Work to be completed: Repeat the lines below word for word, everything from the first line down to the line containing "point(221, 58)", and include both of those lines.

Rows:
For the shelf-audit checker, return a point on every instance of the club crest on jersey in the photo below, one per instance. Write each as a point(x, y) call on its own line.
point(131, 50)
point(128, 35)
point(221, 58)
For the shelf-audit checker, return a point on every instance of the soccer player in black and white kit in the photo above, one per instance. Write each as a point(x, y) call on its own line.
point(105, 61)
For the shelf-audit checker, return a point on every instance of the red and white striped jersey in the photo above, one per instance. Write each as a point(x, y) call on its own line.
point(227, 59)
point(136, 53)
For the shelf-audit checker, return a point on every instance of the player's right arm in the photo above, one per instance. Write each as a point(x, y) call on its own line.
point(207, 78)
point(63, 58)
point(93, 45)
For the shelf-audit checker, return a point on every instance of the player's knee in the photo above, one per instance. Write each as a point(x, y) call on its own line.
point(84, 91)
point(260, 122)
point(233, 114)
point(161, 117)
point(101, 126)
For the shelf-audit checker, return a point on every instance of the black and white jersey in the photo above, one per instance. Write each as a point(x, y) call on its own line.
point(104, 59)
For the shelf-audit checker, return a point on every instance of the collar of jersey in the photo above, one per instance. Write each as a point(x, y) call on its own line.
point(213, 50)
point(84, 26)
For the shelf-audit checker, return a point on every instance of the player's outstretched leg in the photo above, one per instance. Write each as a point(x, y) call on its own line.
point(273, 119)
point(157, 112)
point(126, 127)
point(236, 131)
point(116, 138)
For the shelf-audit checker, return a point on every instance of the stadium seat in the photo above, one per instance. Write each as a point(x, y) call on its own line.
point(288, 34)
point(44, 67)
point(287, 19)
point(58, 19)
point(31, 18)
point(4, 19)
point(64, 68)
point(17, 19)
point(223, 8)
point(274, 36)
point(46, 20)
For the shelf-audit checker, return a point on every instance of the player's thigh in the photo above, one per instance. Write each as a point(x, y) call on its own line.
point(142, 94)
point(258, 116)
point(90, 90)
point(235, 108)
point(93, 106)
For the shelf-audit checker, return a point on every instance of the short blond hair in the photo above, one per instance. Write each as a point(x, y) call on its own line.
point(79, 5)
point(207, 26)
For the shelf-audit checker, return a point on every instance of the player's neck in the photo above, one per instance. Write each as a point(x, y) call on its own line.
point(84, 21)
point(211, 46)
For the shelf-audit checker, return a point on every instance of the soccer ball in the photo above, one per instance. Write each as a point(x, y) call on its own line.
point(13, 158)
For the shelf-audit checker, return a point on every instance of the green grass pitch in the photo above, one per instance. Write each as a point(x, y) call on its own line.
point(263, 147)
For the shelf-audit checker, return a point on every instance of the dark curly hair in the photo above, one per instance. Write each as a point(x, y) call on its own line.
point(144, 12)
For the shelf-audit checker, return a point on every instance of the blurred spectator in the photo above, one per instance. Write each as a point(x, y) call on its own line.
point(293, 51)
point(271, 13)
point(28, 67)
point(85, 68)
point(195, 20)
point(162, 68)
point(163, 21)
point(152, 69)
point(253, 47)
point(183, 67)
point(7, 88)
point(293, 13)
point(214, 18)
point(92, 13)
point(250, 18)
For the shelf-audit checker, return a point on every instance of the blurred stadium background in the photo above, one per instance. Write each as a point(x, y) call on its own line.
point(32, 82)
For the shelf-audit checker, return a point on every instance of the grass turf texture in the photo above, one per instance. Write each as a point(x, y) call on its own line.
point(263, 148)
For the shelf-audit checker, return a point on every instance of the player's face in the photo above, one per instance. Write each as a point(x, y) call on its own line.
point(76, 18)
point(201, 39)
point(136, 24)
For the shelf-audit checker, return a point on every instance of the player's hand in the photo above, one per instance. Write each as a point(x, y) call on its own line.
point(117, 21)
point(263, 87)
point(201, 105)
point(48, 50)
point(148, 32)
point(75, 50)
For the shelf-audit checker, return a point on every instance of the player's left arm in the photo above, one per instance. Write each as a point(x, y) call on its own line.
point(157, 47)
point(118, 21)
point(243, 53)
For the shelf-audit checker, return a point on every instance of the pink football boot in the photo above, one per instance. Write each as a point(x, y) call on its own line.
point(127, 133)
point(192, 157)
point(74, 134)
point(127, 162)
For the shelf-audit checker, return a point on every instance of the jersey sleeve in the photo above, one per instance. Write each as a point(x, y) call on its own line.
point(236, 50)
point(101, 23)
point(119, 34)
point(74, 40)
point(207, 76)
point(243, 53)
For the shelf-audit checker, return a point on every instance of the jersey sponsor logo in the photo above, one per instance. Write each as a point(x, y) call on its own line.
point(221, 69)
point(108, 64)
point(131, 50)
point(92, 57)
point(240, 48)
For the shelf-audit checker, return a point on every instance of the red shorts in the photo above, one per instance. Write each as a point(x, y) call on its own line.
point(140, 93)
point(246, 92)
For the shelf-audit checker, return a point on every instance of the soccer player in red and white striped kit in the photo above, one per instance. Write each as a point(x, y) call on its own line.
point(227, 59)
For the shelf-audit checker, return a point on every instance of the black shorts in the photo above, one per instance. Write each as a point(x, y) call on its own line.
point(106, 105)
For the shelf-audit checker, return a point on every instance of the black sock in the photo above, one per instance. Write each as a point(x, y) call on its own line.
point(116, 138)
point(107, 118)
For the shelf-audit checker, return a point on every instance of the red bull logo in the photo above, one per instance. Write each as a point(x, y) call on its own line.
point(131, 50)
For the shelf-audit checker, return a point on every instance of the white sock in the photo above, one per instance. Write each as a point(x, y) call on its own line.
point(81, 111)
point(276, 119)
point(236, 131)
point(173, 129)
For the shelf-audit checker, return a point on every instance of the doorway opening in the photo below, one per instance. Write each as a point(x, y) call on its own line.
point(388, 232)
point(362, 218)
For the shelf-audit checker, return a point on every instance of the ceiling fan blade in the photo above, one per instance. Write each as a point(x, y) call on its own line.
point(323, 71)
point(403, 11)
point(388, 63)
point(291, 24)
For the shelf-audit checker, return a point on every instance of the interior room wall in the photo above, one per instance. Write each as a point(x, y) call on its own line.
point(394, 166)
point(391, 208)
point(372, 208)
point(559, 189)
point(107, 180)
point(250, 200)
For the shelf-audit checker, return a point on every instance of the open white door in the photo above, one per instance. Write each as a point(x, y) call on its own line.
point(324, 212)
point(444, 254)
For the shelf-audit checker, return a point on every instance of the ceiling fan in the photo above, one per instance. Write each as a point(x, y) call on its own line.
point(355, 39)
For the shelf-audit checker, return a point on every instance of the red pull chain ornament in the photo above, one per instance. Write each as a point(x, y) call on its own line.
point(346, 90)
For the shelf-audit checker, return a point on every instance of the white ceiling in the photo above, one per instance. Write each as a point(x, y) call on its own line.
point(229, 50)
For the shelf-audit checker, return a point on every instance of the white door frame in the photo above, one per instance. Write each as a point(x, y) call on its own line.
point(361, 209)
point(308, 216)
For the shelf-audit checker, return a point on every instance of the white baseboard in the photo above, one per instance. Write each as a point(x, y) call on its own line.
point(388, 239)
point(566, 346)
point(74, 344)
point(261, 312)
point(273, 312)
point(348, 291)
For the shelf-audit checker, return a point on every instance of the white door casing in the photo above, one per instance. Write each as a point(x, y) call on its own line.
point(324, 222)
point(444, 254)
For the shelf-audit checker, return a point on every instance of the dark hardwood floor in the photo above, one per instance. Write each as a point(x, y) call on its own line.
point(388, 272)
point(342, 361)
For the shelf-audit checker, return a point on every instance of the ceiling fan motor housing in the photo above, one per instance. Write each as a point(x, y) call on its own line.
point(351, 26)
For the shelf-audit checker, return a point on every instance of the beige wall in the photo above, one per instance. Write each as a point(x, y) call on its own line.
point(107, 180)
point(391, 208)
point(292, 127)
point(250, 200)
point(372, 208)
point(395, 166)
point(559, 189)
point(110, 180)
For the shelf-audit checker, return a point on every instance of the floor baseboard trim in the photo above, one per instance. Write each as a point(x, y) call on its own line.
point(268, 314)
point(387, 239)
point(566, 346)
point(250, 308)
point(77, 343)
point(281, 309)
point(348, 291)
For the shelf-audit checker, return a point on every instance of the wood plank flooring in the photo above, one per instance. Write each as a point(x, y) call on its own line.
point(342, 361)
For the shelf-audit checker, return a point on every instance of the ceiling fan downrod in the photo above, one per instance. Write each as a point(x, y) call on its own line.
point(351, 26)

Worked solution:
For the shelf-audit checker, return a point on every instance of the club crest on jersey in the photo below, one per instance. Write each as a point(x, y) call on its own line.
point(131, 50)
point(128, 35)
point(221, 58)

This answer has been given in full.